PAGE TEXT
Segment Open
Quirky Traditions and Funny Memories (35:33)
Eric has a fairly large lab of about twenty people. There is a wide variety of personalities, and they have a lot of fun together. The group typically goes out for lunch to celebrate birthdays of lab members, and then they enjoy homemade cake back in the lab. They made it a tradition that the person with the most recent birthday is responsible for making a cake for the next person’s birthday, and this has resulted in some interesting culinary creations. It has also become a tradition to go out as a group to happy hour when someone is leaving the lab. In addition, each year Eric hosts The Northern Party. This is a party at his house where he prepares foods associated with the northern Midwestern U.S., such as Chicago-style Italian beef, Chicago hot dogs, and Wisconsin bratwursts. Other lab traditions include a holiday white elephant gift exchange where everyone brings a gift that you can drink out of (e.g. mugs, cups, etc), and they also frequently do March Madness style taste-offs of different foods and drinks like carbonated water, food you can get at Trader Joe’s, and desserts from Costco.
Segment Closed
STORED DATA
Segment Open
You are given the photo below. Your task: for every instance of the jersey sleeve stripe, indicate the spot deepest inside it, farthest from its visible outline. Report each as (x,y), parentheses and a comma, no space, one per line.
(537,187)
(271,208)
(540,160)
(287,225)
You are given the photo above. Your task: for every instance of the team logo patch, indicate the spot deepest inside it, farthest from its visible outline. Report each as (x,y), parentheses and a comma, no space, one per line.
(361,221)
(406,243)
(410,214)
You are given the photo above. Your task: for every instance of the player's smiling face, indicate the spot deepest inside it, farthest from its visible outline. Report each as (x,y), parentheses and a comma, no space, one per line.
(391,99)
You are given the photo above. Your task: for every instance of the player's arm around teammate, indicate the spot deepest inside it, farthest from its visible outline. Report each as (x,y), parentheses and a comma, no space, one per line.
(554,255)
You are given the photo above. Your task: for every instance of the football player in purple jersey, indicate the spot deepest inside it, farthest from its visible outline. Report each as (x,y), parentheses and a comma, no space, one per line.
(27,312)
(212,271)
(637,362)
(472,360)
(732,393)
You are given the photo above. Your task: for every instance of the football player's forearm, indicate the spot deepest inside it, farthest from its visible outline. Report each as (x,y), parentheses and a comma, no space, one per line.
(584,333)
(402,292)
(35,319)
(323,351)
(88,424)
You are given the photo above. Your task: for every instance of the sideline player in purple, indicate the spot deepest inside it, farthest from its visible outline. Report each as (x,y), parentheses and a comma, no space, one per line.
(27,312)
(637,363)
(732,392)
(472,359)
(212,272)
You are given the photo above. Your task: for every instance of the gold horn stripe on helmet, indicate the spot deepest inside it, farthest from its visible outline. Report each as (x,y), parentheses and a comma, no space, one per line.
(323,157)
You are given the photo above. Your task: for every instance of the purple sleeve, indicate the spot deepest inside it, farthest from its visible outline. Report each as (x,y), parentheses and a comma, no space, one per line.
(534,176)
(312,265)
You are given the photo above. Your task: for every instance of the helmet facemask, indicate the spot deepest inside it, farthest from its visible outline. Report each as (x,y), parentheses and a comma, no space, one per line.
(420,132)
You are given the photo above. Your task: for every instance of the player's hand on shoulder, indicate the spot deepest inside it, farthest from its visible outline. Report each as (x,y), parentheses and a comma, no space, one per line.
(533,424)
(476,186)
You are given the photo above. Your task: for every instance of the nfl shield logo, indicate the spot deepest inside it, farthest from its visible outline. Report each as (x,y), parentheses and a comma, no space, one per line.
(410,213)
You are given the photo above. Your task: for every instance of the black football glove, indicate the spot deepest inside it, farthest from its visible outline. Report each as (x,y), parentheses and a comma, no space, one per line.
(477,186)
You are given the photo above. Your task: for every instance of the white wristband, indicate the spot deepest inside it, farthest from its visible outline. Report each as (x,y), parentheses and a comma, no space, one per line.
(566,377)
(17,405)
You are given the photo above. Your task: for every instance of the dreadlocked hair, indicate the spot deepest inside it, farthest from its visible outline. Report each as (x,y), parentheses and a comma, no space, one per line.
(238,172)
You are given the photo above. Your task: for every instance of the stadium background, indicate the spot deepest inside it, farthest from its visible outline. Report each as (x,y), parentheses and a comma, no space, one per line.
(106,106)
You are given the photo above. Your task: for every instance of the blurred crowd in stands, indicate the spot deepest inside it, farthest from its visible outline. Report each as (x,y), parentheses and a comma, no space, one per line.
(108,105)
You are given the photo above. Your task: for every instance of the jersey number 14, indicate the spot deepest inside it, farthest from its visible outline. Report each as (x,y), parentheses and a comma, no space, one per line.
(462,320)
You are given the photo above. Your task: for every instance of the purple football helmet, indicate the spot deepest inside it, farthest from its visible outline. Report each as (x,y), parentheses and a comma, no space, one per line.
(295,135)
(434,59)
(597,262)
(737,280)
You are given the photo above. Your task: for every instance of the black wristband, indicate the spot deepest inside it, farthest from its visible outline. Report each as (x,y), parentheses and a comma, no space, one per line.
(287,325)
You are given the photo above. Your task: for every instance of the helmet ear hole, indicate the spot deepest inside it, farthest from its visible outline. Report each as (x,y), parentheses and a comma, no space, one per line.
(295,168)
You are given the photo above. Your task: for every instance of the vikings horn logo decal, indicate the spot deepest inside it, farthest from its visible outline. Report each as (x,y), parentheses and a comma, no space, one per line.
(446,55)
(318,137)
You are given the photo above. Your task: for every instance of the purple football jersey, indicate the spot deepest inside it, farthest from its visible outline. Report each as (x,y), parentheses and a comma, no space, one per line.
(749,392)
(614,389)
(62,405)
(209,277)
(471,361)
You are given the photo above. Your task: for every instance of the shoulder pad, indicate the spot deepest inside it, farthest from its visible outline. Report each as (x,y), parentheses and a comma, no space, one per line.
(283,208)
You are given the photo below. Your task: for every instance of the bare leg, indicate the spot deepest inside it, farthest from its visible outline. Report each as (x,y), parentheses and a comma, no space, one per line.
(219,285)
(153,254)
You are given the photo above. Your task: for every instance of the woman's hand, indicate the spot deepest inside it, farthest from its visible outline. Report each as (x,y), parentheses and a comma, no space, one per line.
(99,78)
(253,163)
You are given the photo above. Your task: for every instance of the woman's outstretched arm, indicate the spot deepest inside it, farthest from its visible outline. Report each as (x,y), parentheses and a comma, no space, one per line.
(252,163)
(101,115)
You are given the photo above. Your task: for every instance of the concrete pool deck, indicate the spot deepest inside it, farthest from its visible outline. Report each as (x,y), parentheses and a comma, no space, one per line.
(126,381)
Segment Closed
WHAT THE EXERCISE ASKS
Can you copy out the whole lab-traditions text above word for word, from its title line through its final sentence?

OUTPUT
Quirky Traditions and Funny Memories (35:33)
Eric has a fairly large lab of about twenty people. There is a wide variety of personalities, and they have a lot of fun together. The group typically goes out for lunch to celebrate birthdays of lab members, and then they enjoy homemade cake back in the lab. They made it a tradition that the person with the most recent birthday is responsible for making a cake for the next person’s birthday, and this has resulted in some interesting culinary creations. It has also become a tradition to go out as a group to happy hour when someone is leaving the lab. In addition, each year Eric hosts The Northern Party. This is a party at his house where he prepares foods associated with the northern Midwestern U.S., such as Chicago-style Italian beef, Chicago hot dogs, and Wisconsin bratwursts. Other lab traditions include a holiday white elephant gift exchange where everyone brings a gift that you can drink out of (e.g. mugs, cups, etc), and they also frequently do March Madness style taste-offs of different foods and drinks like carbonated water, food you can get at Trader Joe’s, and desserts from Costco.